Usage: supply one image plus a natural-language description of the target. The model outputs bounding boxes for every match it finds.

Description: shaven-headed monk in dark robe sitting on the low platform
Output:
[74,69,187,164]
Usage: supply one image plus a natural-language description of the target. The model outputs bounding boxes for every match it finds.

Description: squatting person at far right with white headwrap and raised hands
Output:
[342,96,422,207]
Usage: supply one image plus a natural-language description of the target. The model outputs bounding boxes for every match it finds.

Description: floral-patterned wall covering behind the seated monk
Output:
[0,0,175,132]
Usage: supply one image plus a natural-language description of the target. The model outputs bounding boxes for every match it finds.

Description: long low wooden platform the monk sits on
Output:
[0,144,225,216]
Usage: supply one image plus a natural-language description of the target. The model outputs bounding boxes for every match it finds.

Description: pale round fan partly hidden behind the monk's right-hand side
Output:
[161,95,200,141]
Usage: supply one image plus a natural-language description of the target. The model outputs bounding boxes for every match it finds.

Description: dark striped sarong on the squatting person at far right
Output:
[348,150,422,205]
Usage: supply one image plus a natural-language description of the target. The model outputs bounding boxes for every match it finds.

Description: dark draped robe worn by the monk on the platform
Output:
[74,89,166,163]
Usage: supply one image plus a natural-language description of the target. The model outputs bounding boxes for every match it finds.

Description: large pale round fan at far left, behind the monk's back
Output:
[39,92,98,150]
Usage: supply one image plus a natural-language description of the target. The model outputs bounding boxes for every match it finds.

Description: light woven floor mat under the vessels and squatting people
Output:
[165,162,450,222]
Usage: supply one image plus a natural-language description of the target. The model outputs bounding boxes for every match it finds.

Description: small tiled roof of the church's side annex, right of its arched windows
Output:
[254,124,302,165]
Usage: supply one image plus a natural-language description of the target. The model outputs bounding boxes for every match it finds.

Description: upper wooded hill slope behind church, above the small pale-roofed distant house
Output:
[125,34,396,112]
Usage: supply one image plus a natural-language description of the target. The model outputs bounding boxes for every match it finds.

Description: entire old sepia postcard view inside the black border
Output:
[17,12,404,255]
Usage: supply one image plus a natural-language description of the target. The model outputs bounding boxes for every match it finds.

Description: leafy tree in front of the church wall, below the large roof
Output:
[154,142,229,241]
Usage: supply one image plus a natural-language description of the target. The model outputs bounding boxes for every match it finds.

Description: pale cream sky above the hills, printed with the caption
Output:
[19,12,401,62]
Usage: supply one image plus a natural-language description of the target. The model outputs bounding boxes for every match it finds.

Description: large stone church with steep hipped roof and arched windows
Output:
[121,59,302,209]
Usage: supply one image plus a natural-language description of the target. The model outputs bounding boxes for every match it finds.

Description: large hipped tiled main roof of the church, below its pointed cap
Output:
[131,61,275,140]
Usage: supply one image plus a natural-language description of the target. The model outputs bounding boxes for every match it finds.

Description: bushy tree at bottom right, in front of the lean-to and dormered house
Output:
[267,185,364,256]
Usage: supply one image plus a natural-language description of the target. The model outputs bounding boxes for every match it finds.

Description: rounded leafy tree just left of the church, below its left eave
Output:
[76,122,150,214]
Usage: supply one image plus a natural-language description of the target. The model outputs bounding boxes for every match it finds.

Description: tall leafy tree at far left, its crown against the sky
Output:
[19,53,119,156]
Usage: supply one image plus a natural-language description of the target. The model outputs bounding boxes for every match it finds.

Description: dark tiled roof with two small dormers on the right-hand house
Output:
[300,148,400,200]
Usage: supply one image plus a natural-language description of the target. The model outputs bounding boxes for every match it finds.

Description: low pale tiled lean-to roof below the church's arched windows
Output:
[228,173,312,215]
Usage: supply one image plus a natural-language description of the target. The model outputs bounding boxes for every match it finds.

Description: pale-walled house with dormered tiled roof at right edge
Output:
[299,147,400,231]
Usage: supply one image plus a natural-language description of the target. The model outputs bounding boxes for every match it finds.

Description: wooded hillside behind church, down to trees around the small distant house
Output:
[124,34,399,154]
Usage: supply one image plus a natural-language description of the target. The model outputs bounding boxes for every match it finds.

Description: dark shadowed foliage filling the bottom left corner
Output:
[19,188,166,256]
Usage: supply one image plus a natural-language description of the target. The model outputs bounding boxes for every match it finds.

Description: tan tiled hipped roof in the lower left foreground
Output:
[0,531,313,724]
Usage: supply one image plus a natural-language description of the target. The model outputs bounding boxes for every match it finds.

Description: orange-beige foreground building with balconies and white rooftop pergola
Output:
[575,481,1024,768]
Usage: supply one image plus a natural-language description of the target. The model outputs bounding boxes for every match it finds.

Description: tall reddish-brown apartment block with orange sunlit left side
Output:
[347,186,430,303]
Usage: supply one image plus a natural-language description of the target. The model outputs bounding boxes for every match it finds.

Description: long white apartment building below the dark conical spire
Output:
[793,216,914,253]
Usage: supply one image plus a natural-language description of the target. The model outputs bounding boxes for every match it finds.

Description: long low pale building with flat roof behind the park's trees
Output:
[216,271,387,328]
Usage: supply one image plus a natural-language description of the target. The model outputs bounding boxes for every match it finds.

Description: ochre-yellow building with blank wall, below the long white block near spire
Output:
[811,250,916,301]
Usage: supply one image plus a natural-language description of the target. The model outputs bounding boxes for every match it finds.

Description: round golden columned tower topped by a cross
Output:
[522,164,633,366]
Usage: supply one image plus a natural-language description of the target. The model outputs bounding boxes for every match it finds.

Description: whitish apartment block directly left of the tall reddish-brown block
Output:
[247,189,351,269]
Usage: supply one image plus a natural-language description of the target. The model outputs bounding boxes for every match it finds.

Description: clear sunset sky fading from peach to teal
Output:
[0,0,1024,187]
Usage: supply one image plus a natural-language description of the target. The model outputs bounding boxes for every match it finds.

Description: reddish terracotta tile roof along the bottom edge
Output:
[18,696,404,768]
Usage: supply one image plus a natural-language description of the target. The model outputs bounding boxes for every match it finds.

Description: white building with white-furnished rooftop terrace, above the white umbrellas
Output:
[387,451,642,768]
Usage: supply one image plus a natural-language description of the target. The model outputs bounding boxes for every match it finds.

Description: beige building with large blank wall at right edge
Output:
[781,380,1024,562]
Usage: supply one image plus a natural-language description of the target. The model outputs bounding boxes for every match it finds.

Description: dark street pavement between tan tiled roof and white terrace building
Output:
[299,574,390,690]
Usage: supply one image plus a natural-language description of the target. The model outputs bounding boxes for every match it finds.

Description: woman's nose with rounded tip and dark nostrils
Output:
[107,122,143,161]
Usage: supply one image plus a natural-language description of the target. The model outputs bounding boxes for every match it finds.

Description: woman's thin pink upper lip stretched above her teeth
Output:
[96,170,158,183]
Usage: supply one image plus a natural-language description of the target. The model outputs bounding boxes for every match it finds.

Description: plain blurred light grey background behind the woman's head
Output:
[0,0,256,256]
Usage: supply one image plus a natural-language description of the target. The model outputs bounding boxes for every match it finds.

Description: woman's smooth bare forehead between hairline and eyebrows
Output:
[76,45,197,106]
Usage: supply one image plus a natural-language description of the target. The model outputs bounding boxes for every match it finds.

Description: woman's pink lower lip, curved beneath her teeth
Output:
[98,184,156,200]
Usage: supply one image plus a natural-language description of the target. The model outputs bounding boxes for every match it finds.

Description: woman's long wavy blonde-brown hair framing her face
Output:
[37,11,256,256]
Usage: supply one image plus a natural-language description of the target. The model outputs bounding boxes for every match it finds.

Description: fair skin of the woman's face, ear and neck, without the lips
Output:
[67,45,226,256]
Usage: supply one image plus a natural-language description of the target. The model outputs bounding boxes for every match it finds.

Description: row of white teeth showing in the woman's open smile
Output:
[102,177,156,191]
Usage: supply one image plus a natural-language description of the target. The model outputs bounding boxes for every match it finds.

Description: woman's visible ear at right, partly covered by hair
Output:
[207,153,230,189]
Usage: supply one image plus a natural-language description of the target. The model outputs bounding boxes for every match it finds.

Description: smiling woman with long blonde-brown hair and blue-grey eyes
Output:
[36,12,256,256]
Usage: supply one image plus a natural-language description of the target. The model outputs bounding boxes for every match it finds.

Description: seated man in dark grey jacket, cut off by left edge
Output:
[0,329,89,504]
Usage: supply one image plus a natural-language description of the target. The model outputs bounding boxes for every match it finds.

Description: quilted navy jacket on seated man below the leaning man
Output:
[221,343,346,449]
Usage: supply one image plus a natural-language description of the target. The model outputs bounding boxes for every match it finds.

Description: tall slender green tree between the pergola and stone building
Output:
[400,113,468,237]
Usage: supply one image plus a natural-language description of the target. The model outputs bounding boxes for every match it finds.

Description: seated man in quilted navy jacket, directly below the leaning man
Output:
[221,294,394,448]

◇ ◇ ◇

EXERCISE DIRECTIONS:
Only lines containing "monk" belong in the answer; copy every such line from the records.

PROBLEM SOLUTION:
Description: shaven-headed monk in dark robe sitting on the low platform
Description: floral-patterned wall covering behind the seated monk
Description: long low wooden platform the monk sits on
Description: pale round fan partly hidden behind the monk's right-hand side
Description: dark draped robe worn by the monk on the platform
Description: large pale round fan at far left, behind the monk's back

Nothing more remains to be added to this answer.